> _What to work on_: What do the lines say from the start of the entries through the one containing "<point>322,241</point>"? Repeat them exactly.

[[ The data open ]]

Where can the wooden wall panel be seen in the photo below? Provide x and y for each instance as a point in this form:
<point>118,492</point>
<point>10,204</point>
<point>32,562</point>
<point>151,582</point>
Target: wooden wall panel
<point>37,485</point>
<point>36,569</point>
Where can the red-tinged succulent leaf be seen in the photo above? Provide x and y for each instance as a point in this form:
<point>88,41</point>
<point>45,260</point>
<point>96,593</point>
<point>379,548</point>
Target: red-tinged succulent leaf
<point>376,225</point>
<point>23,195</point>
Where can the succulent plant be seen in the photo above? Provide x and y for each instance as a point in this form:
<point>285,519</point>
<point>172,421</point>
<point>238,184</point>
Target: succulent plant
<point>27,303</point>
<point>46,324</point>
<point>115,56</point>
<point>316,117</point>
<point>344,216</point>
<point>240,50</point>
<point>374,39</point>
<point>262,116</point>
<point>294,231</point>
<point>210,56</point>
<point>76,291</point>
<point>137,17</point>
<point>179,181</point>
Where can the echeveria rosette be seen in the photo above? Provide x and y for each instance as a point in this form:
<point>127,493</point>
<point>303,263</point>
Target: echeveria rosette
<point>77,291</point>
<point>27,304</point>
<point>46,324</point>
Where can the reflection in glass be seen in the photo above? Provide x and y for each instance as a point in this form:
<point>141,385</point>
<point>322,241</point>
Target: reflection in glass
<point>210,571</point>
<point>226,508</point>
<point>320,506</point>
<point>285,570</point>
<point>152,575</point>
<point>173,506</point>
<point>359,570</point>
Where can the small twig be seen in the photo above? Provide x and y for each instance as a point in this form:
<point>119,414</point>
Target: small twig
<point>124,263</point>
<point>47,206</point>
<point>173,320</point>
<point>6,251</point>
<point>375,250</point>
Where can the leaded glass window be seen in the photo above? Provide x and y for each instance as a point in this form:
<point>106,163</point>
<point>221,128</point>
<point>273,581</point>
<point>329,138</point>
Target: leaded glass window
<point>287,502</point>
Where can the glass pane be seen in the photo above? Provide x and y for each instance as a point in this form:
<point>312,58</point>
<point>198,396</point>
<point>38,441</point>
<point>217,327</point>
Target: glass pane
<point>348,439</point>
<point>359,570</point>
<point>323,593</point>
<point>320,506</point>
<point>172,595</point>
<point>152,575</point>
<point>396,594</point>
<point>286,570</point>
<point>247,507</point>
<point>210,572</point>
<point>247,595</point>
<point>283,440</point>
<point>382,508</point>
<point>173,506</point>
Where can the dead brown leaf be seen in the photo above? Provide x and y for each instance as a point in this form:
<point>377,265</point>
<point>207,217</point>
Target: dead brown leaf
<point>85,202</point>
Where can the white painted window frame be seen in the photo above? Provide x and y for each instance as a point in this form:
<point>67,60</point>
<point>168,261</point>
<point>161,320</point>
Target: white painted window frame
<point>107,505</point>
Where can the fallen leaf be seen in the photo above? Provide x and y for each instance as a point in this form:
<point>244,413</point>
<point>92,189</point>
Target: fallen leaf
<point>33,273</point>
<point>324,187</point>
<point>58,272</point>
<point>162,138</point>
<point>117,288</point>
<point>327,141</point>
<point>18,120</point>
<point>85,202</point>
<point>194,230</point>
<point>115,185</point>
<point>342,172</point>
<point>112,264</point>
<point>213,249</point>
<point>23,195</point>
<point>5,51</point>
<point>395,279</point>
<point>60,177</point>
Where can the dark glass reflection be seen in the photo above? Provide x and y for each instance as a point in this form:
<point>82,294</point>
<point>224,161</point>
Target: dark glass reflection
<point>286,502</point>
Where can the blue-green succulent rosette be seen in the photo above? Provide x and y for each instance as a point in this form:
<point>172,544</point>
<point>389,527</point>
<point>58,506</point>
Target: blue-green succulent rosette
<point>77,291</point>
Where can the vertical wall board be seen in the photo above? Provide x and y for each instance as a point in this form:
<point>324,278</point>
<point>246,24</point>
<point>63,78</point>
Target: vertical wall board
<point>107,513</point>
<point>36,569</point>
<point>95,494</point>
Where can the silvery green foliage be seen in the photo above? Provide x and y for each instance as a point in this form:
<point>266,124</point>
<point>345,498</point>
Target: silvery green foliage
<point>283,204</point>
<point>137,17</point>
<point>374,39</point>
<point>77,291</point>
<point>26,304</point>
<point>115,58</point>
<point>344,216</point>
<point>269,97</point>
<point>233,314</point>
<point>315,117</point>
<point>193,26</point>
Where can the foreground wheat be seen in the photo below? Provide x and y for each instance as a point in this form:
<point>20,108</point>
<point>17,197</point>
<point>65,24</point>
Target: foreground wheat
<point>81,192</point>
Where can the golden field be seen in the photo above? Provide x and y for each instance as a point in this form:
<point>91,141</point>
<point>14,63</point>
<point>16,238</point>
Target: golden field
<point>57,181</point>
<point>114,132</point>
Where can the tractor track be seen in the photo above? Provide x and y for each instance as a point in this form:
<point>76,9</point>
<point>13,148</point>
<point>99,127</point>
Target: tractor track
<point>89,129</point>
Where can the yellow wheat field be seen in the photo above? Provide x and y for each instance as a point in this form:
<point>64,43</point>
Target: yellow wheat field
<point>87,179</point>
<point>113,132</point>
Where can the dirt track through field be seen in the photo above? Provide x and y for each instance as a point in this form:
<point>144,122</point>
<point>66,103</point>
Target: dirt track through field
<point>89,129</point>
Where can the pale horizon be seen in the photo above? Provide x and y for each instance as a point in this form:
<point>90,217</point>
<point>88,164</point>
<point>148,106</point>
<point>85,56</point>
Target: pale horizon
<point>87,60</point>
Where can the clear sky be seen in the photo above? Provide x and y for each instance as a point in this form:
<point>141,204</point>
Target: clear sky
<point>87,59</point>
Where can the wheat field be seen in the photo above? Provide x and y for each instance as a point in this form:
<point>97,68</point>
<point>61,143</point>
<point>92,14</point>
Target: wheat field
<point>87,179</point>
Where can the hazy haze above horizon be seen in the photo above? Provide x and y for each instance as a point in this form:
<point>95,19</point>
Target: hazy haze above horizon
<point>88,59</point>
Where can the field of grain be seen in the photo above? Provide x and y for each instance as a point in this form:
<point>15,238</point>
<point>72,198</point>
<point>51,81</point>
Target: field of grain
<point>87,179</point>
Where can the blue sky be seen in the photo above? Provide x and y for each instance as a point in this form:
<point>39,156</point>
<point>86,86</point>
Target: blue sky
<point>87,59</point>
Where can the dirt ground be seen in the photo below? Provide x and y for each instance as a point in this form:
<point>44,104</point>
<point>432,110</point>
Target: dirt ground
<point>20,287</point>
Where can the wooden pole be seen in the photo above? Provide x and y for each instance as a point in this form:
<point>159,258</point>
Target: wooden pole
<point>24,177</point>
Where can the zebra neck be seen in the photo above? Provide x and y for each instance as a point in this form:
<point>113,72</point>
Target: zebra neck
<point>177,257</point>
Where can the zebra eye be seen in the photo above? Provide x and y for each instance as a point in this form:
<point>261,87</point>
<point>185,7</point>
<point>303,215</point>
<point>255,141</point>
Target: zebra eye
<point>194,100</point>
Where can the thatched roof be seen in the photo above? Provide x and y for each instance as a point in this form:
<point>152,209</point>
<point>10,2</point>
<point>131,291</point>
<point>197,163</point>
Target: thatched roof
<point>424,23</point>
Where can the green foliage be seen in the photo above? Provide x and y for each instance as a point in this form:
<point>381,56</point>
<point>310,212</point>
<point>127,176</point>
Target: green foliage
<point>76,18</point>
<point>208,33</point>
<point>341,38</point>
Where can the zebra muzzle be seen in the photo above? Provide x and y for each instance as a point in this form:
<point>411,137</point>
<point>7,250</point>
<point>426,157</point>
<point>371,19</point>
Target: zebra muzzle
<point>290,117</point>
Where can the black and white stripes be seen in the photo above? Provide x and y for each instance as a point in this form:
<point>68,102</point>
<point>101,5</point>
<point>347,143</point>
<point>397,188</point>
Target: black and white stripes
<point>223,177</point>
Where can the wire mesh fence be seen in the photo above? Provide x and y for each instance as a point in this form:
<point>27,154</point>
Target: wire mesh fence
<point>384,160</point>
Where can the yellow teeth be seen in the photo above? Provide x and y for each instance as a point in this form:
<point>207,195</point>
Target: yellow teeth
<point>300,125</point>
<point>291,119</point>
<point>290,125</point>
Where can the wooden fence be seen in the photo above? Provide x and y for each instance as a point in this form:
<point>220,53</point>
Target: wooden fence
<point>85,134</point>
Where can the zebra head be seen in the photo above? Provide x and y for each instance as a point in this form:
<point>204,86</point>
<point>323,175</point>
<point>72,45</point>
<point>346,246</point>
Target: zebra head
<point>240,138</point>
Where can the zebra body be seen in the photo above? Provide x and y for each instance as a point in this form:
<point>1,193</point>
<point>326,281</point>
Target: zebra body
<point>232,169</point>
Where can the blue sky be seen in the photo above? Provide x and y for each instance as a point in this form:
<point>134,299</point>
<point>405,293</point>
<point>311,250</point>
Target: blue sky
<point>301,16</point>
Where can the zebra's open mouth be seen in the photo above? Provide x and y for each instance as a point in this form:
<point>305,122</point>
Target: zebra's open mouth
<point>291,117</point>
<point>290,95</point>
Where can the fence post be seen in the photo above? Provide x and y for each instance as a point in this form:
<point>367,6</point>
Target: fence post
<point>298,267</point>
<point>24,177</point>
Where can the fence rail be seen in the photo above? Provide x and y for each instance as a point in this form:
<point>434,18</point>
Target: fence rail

[[ The data closed ]]

> _Answer section_:
Where can the wooden wall panel be seen in the photo below? Provide x and y for each instance as a point in this form:
<point>118,492</point>
<point>10,204</point>
<point>32,562</point>
<point>151,582</point>
Target: wooden wall panel
<point>37,485</point>
<point>36,569</point>
Where can the red-tinged succulent leaf be seen in the photo above? Provide x and y for each instance as a point in this form:
<point>88,41</point>
<point>45,260</point>
<point>96,593</point>
<point>379,548</point>
Target: red-tinged succulent leaf
<point>376,225</point>
<point>23,195</point>
Where can the succulent plant be seen in the photo above? Provide x and y for each instance as a point in this form:
<point>285,519</point>
<point>172,421</point>
<point>238,184</point>
Target: succulent plant
<point>27,303</point>
<point>46,324</point>
<point>115,56</point>
<point>316,117</point>
<point>344,216</point>
<point>240,50</point>
<point>374,39</point>
<point>262,116</point>
<point>294,231</point>
<point>210,56</point>
<point>76,291</point>
<point>137,17</point>
<point>179,181</point>
Where can the echeveria rosette be seen in the photo above? Provide x and y for each instance as a point in this form:
<point>127,493</point>
<point>303,263</point>
Target: echeveria rosette
<point>77,291</point>
<point>27,304</point>
<point>46,324</point>
Where can the reflection in glass be seen in the photo above? Provide x and y for each instance as a point in this form:
<point>141,385</point>
<point>322,241</point>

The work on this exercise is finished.